**Work request**
Find the lines in the records below that contain "solar", and report each of them.

**Data to examine**
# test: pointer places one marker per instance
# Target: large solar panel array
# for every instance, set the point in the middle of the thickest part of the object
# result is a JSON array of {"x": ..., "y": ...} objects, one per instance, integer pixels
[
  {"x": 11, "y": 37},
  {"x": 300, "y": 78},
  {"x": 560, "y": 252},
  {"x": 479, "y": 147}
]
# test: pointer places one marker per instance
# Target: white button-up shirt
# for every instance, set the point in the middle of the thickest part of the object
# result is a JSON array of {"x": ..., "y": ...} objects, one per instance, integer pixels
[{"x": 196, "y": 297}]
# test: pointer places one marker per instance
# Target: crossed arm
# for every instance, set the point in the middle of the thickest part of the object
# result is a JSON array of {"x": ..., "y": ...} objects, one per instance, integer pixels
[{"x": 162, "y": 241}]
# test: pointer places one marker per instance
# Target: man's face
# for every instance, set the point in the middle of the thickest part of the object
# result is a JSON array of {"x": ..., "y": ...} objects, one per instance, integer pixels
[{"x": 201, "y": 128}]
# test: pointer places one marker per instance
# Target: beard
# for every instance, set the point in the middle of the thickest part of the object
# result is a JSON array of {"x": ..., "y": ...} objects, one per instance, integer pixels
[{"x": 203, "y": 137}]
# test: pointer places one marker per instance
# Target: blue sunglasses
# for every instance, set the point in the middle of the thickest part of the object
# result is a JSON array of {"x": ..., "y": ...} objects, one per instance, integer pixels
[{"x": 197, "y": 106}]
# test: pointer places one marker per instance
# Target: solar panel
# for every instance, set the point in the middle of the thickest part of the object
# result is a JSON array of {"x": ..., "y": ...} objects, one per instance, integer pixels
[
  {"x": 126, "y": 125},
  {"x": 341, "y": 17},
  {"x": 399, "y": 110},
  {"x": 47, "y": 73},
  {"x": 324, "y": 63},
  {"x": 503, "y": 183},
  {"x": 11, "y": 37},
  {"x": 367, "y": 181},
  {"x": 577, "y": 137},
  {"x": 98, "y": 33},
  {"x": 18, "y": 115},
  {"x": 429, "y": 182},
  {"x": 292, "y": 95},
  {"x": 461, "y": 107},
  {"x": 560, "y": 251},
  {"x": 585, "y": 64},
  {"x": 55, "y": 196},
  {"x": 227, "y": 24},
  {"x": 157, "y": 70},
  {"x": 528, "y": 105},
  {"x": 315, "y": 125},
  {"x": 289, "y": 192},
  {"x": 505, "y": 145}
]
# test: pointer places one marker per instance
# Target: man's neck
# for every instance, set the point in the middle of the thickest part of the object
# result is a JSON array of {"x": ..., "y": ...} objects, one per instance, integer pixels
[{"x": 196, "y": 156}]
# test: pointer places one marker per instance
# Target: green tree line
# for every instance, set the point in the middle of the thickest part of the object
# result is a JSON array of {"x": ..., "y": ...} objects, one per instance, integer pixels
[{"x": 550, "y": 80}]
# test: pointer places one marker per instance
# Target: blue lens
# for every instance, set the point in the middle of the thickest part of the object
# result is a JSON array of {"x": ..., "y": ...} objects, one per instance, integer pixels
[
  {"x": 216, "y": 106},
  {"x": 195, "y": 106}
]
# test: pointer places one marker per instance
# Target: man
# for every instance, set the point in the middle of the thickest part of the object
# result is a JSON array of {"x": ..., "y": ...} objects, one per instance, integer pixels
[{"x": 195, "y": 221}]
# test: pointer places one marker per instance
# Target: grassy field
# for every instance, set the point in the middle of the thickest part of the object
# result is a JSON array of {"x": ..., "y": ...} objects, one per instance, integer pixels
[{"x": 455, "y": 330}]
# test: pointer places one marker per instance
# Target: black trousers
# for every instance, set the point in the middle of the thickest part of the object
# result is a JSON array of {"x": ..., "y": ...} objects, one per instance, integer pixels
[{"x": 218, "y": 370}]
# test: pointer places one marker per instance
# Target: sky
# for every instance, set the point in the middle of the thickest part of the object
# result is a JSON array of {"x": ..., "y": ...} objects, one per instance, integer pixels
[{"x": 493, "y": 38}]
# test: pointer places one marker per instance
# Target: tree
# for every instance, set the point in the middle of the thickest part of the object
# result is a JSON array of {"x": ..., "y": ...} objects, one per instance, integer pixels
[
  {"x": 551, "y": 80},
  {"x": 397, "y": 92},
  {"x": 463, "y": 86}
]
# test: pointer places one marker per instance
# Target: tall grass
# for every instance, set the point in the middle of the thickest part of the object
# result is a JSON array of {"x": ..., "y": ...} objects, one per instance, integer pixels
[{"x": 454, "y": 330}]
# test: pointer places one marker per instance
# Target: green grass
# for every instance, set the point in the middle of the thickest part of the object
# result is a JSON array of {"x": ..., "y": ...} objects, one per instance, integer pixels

**Output below**
# Target: large solar panel array
# Target: solar panel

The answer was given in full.